__Problem requirements__.
Report each line of the data below in which "point" appears.

__Stored data__.

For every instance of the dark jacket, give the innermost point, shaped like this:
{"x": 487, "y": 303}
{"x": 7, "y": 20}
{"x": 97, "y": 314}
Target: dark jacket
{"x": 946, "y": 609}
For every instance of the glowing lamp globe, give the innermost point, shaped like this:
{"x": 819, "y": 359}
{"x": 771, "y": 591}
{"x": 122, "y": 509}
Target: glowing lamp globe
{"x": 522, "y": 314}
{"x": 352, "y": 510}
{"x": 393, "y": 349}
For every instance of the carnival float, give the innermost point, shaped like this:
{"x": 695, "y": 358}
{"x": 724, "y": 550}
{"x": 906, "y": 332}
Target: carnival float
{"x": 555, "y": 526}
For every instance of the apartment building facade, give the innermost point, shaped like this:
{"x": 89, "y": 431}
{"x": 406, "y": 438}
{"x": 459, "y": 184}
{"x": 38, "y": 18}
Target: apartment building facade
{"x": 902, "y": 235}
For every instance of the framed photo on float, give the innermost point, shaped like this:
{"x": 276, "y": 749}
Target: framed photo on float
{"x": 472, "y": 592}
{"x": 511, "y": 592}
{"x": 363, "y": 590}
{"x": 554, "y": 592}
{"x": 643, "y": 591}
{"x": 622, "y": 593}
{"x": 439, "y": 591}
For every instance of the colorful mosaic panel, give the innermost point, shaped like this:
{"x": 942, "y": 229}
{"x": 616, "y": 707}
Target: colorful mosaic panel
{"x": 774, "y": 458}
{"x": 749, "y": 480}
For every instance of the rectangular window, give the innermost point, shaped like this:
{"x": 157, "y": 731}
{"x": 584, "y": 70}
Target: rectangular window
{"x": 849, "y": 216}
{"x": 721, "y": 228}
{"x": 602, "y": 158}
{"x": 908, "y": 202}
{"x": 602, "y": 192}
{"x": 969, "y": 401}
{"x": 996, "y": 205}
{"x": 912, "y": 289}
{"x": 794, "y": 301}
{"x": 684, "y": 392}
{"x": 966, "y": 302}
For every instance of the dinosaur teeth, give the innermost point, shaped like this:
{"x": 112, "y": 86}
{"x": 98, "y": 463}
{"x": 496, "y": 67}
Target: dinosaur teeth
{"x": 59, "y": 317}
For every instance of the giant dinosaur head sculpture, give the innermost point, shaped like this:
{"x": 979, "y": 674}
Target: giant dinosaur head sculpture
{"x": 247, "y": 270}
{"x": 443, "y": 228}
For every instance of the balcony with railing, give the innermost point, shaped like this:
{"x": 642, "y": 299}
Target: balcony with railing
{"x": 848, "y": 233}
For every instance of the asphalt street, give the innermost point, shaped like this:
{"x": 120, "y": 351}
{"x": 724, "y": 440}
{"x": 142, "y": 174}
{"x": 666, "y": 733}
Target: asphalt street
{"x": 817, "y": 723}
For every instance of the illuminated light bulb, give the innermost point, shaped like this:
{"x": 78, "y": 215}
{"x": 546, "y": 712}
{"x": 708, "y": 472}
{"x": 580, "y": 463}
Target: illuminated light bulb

__Answer below__.
For every instance of the dark jacket, give the innermost point, shaped like this:
For every instance of the glowing lamp globe, give the innermost point, shaped like this:
For every instance of the carnival float, give the innermost point, shaped like this:
For every instance of the apartment building facade, give the innermost point, shaped like this:
For every instance of the framed photo on float, give the innermost point, shaped like this:
For every instance of the colorful mosaic panel, give the innermost point, shaped like this:
For every instance of the rectangular window, give the innermost point, shaped like this:
For every instance of the dinosaur teeth, give the innermost point, shaped like this:
For every instance of the giant dinosaur head sculpture, give the innermost point, shaped like this:
For every instance of the balcony with railing, give the innermost point, shaped like this:
For every instance of the asphalt street, give the innermost point, shaped like this:
For every instance of the illuminated light bulb, give the innermost point, shaped like this:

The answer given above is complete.